Look for the line containing "Locate the white cloud" in the listing below. Retype that line and every subsequent line through the last one, and only those.

### RECORDS FOR THIS TASK:
■ ■ ■ ■

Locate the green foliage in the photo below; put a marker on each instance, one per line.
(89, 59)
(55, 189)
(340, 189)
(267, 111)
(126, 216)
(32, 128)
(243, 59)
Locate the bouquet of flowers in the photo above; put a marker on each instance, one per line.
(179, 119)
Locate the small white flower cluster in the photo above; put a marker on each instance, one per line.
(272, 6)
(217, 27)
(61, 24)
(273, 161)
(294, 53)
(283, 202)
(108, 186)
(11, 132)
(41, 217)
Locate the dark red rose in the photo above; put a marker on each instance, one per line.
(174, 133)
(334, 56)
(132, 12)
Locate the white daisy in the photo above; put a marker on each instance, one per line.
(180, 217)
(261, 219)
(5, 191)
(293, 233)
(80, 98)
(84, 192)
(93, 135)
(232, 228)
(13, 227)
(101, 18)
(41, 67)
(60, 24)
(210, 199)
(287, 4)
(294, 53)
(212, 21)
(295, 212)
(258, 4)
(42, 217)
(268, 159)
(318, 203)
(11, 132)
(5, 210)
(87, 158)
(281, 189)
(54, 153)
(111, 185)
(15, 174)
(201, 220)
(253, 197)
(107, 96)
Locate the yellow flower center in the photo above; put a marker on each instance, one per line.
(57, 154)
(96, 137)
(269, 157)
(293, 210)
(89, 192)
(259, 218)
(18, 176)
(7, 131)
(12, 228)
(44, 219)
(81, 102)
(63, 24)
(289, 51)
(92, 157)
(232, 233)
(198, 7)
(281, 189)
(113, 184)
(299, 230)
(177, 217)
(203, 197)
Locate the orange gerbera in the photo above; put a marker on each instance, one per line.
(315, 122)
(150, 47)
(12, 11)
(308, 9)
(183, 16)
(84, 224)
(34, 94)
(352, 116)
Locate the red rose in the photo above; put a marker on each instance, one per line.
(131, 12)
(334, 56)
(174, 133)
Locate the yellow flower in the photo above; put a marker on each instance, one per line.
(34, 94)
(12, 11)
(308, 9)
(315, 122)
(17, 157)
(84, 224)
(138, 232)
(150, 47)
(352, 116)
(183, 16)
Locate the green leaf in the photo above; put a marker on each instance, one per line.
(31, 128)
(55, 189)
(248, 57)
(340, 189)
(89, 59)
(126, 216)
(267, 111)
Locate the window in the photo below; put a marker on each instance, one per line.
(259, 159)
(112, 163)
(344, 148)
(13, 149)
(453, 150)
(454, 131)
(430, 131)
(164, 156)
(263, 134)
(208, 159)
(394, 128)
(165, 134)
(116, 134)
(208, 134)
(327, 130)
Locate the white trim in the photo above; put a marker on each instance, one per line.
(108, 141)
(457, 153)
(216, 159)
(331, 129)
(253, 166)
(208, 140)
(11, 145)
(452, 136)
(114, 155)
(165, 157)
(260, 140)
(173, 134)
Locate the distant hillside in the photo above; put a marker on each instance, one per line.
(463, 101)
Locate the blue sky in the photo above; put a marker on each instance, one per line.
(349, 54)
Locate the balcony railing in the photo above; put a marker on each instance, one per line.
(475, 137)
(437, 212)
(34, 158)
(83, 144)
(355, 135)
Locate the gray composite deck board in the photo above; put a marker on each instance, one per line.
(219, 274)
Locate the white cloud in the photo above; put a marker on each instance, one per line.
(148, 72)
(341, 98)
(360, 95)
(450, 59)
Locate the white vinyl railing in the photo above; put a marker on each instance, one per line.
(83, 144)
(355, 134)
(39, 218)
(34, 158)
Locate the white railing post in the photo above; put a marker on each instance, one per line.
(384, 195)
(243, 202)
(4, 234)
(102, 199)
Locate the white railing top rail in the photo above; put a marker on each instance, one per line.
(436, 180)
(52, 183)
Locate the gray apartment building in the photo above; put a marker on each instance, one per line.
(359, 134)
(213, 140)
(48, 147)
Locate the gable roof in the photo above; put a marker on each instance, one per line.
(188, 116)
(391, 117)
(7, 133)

■ ■ ■ ■

### RESPONSE:
Locate the white cloud in the photo above; put a marker on each instance, one per line.
(148, 72)
(341, 98)
(360, 95)
(450, 59)
Locate the white vinyl railing in the photo above; put a marker on each instance, one per line.
(83, 144)
(355, 134)
(39, 218)
(34, 158)
Locate the white railing post in the photo above; put a marker on each instance, one per line.
(384, 195)
(243, 202)
(4, 234)
(102, 199)
Locate the white railing top rail in the photo above; put a marker on each instance, one per line.
(436, 180)
(52, 183)
Locate the gray apartment building in the photo above; put a marker on each instance, one per line.
(359, 134)
(213, 140)
(48, 147)
Locate the gable roof in the photo above; put a marker on each instance, one per line.
(188, 116)
(391, 117)
(7, 133)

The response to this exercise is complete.